# EXERCISE OBJECTIVE
Collect every line of the listing below that contains the string "woman", and copy each one.

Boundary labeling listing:
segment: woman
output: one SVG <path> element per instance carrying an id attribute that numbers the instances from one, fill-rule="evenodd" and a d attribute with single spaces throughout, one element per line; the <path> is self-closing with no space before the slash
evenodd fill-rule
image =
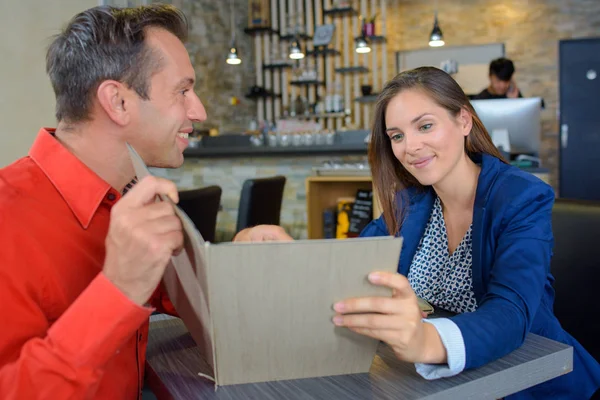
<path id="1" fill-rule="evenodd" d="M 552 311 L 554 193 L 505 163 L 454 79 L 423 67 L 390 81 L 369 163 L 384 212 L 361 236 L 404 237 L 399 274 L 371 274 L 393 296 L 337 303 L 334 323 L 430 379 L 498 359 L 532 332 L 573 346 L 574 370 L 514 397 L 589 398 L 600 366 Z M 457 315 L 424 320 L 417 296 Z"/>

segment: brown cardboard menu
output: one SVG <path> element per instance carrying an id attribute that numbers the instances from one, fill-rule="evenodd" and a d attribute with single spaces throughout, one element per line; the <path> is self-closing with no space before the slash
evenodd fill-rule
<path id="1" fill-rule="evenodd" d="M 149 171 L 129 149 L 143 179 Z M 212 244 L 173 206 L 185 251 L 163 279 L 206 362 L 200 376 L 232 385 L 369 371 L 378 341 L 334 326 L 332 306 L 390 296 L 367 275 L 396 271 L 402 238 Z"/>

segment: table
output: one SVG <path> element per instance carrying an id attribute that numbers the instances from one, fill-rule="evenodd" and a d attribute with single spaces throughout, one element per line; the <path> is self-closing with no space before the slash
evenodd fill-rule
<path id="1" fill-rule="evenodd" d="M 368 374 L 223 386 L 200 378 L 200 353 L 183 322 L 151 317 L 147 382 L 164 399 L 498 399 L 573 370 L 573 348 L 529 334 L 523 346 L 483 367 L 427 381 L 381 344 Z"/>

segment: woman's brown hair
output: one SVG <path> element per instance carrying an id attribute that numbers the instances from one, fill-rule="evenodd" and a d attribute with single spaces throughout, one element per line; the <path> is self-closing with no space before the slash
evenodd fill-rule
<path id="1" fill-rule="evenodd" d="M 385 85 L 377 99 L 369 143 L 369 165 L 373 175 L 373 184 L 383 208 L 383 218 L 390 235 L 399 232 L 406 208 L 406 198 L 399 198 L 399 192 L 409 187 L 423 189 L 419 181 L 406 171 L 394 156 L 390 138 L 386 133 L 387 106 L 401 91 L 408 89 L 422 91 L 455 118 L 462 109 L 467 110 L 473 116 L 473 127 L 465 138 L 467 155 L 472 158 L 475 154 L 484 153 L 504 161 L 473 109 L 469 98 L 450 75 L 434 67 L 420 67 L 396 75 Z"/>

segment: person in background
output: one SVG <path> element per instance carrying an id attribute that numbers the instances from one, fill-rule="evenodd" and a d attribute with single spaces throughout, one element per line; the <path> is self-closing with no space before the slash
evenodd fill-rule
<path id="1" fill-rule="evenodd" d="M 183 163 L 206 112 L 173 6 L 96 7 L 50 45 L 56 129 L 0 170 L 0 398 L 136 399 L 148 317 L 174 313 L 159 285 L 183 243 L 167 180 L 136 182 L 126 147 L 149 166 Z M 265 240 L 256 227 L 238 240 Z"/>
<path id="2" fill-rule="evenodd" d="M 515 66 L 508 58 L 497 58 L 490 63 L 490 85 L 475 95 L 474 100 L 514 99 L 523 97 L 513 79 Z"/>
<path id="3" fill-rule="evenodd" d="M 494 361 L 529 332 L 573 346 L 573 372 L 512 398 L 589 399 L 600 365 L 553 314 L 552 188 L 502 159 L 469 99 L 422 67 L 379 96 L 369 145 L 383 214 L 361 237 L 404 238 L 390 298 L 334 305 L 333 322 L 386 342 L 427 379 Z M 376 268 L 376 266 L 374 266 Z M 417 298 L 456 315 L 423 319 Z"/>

# THE SOLUTION
segment: woman
segment: woman's brown hair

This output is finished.